- [Tasks for this exercise]
**1.** In the passage about the Cohen murals, which firm used the derelict stonemason's yard on the Main's west side as its work yard?
**2.** Output the passage about the Cohen murals starting with "The Saint-Laurent Cohen" and going on through "the whole Plateau.".
[[ Exercise text, beginning ]]
The residential tower receiving this image is right across Crescent Street from a Hooter's restaurant, in the midst of a strip of pubs, clubs and restaurants. Cohen's gaze seems to rest on the Sir Winston Churchill Pub and the Copacabana Discothèque, neither of which seems particularly germane to his legend.
The Saint-Laurent Cohen has other issues, most apparent when you face it directly. The image is set back from Saint-Laurent, on tiny Napoleon Street, the name of which bears a load of irony relative to a musician who was in no way Napoleonic. From a full-frontal perspective, Cohen, in a dark vest and bolo tie (and another fedora), looks down with some severity at the parking lots on all four corners of the intersection. A thick purple line swirls mysteriously around Cohen's neck and head. He seems to be threatened with strangulation, at the deadest intersection on the whole Plateau.
Everything changes, however, when you view the mural from Saint-Laurent – the Main, where, traditionally, English Montreal met French Montreal. Cohen isn't visible at all a block or so south of the mural, but as you walk up the west side, passing three old-time Jewish restaurants – including the Main steakhouse, an actual Cohen hangout – his hat, eyes and lower face appear over the eastern rooftops. He seems to be peering over at you as you walk onto his turf.
Or maybe he's looking past you, at the derelict stonemason's yard on the Main's west side. This overgrown lot, in which tall weeds embrace chunks of abandoned stone, wasn't for just any old stonemasonry. It was the work yard of L. Berson et fils, makers of Jewish grave markers. Berson's sign, with characters in Hebrew, still hangs over the sidewalk.
[[ Exercise text, end ]]
[[ Listed records, beginning ]]
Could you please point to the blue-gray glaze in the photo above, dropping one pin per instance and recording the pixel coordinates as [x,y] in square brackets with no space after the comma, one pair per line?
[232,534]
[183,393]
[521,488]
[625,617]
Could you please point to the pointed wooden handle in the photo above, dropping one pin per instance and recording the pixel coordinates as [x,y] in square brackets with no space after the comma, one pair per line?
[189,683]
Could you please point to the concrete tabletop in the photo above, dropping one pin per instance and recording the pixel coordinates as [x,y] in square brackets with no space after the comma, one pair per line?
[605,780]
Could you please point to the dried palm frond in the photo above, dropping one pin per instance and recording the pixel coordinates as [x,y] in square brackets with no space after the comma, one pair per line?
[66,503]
[[ Listed records, end ]]
- [Solutions below]
**1.** L. Berson et fils, makers of Jewish grave markers.

**2.**
The Saint-Laurent Cohen has other issues, most apparent when you face it directly. The image is set back from Saint-Laurent, on tiny Napoleon Street, the name of which bears a load of irony relative to a musician who was in no way Napoleonic. From a full-frontal perspective, Cohen, in a dark vest and bolo tie (and another fedora), looks down with some severity at the parking lots on all four corners of the intersection. A thick purple line swirls mysteriously around Cohen's neck and head. He seems to be threatened with strangulation, at the deadest intersection on the whole Plateau.